Copy each of the following entries word for word, keeping every line unchanged.

>> Begin DATASET RECORDS

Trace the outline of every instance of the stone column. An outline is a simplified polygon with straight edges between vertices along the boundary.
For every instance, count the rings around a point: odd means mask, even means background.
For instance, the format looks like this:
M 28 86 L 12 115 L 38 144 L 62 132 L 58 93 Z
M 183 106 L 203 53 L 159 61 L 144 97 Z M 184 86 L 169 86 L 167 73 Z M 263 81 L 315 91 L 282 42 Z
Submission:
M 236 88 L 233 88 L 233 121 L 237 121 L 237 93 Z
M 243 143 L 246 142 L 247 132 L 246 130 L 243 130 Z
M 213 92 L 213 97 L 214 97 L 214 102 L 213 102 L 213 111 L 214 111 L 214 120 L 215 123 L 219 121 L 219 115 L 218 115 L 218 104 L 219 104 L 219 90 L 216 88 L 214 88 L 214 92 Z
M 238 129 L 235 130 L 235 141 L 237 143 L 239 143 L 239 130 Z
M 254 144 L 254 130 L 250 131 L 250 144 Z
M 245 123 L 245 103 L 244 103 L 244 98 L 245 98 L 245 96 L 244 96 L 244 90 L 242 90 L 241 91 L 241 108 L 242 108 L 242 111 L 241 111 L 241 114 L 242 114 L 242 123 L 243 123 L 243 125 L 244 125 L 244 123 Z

>> End DATASET RECORDS

REPLY:
Trace the outline of every instance of the stone column. An outline is a simplified polygon with straight edges between vertices along the boundary.
For every instance, count the rings around a point: odd means mask, even means background.
For instance, the format looks like this:
M 28 86 L 12 115 L 38 144 L 62 132 L 58 93 Z
M 183 106 L 203 53 L 159 61 L 144 97 Z M 184 86 L 169 86 L 167 73 Z M 263 81 L 315 91 L 282 42 Z
Submission:
M 236 88 L 233 88 L 233 121 L 237 121 L 237 93 Z
M 243 143 L 246 142 L 247 132 L 246 130 L 243 130 Z
M 213 92 L 213 97 L 214 97 L 214 102 L 213 102 L 213 111 L 214 111 L 214 120 L 215 123 L 219 121 L 219 115 L 218 115 L 218 104 L 219 104 L 219 90 L 216 88 L 214 88 L 214 92 Z
M 238 129 L 235 130 L 235 141 L 237 143 L 239 143 L 239 130 Z
M 254 144 L 254 130 L 250 131 L 250 144 Z
M 245 123 L 245 103 L 244 103 L 244 98 L 245 98 L 245 96 L 244 96 L 244 90 L 242 90 L 241 91 L 241 108 L 242 108 L 242 111 L 241 111 L 241 114 L 242 114 L 242 123 L 243 123 L 243 125 L 244 125 L 244 123 Z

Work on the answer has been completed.